▶ _Exercise details_: Can you retype the records from the start up to and including the line containing "Trace the outline of every instance of the bird's", reproducing each line character for character?

▶ _Data provided_:
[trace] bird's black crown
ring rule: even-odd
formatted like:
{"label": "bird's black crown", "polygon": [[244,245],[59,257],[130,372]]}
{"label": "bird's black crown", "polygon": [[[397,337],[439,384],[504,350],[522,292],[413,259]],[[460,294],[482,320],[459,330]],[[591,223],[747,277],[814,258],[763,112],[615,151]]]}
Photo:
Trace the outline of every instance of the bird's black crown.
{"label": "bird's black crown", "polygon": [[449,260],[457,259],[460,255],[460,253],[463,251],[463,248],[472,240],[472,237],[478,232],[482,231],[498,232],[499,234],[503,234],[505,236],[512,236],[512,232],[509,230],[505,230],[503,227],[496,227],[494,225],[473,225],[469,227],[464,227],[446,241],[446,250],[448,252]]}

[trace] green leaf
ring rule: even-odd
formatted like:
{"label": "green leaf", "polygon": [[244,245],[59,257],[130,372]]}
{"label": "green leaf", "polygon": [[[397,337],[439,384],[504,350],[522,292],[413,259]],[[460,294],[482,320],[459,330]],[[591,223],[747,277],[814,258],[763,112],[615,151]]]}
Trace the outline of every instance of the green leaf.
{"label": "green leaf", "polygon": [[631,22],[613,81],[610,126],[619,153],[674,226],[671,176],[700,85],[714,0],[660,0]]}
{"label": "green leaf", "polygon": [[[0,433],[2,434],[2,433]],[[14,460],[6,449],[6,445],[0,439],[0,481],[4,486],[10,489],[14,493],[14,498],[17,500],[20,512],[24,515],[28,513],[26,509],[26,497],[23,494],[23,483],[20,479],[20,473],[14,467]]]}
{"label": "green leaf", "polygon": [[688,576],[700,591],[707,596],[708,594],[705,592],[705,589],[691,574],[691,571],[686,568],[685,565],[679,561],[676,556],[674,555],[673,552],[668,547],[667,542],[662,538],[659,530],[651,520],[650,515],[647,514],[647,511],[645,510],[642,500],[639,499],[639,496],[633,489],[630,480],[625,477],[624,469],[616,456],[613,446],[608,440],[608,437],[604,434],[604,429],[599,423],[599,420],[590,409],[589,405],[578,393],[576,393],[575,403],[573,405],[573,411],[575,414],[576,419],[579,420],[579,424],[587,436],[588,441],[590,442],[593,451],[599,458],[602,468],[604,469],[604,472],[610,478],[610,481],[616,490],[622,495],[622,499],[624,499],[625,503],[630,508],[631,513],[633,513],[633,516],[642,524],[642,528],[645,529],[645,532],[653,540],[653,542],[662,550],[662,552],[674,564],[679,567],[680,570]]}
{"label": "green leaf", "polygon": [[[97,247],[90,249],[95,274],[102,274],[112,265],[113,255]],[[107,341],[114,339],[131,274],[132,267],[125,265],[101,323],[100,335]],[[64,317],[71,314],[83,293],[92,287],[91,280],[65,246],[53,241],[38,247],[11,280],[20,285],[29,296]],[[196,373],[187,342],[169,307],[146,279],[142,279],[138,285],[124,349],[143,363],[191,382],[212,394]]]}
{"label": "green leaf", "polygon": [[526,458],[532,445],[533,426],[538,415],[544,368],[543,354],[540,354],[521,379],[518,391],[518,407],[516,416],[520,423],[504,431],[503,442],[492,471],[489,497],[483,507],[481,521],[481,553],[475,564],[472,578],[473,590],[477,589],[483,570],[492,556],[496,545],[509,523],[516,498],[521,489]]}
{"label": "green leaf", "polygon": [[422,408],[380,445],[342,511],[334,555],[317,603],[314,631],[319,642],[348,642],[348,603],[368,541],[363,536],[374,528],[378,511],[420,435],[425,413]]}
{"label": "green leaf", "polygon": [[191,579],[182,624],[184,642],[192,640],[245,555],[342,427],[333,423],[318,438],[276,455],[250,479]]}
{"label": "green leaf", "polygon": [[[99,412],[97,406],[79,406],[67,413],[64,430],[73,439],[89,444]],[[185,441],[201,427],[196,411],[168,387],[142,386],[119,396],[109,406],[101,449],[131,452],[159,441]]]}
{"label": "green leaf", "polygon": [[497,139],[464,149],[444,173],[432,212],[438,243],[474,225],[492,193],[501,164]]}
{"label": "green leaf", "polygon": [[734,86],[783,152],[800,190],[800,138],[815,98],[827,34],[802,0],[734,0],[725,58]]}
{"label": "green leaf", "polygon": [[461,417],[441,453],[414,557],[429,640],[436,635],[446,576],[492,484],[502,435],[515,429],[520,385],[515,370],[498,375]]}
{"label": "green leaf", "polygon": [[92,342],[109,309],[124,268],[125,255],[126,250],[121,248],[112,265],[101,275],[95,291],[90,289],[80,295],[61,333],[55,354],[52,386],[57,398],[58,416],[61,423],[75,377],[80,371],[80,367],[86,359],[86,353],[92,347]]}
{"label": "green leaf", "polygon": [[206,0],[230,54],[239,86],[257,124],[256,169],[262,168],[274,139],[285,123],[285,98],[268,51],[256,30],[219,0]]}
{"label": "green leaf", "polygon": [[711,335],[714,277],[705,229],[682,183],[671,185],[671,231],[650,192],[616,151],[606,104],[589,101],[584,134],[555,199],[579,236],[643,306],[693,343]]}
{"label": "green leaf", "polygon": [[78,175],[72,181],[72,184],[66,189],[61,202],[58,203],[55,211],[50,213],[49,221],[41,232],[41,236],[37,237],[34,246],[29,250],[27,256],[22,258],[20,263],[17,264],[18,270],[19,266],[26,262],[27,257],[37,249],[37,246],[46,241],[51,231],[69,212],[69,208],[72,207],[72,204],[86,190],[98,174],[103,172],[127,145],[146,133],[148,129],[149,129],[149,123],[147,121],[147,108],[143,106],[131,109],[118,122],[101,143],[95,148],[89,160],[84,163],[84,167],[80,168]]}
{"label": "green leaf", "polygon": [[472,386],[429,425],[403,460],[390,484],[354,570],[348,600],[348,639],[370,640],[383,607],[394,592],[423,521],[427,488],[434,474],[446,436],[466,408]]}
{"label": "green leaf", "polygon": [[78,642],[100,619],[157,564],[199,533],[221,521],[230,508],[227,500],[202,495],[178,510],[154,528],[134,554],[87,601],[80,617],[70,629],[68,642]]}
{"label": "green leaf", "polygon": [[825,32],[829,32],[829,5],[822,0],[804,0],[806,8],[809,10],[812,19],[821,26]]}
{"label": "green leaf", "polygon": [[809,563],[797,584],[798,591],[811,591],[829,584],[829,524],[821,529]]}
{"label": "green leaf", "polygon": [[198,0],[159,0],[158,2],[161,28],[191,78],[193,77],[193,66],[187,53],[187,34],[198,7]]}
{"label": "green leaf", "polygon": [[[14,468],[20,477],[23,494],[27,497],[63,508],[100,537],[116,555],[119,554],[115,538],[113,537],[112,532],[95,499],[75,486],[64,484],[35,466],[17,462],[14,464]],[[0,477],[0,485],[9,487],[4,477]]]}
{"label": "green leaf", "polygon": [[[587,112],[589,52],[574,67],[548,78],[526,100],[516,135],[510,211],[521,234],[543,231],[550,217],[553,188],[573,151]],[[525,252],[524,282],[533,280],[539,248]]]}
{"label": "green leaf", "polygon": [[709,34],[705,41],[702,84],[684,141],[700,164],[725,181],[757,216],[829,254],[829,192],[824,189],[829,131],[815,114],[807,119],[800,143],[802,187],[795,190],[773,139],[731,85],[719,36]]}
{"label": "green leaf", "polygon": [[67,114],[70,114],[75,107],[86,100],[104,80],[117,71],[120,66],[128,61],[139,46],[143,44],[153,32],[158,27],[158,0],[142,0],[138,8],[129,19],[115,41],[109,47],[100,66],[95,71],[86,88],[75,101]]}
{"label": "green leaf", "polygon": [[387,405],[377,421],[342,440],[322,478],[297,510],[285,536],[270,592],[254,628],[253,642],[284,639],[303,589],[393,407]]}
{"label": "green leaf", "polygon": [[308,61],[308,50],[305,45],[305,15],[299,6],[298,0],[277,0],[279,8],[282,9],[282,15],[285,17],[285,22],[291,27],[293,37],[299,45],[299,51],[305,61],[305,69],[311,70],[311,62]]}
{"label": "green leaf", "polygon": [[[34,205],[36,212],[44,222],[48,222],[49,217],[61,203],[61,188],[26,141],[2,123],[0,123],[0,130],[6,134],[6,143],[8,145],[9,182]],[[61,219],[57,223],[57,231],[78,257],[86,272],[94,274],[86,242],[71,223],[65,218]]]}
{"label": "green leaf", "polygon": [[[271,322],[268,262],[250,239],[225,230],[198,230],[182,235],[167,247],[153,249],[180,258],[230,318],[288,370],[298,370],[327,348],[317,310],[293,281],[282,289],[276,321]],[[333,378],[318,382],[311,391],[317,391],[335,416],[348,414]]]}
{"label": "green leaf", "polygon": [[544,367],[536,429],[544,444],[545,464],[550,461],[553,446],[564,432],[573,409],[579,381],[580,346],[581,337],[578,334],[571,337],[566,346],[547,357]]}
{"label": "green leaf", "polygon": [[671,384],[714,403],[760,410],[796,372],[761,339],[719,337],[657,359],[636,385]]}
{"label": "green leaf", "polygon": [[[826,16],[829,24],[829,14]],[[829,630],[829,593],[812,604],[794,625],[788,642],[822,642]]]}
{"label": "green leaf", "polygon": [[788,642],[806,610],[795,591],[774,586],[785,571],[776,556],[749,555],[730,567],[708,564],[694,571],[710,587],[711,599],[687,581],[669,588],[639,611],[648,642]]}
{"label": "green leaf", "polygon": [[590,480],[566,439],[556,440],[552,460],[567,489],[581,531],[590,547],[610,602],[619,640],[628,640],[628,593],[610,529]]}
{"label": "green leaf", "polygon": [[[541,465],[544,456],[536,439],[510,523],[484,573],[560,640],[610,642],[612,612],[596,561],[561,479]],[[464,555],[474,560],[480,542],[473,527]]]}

▶ _Task solution_:
[trace] bird's black crown
ring rule: even-odd
formatted like:
{"label": "bird's black crown", "polygon": [[244,245],[59,257],[130,372]]}
{"label": "bird's black crown", "polygon": [[[397,337],[439,384],[504,350],[522,292],[413,259]],[[460,294],[482,320],[459,330]],[[591,223],[747,277],[814,258],[763,112],[615,151]]]}
Photo:
Trace the outline of every instance of the bird's black crown.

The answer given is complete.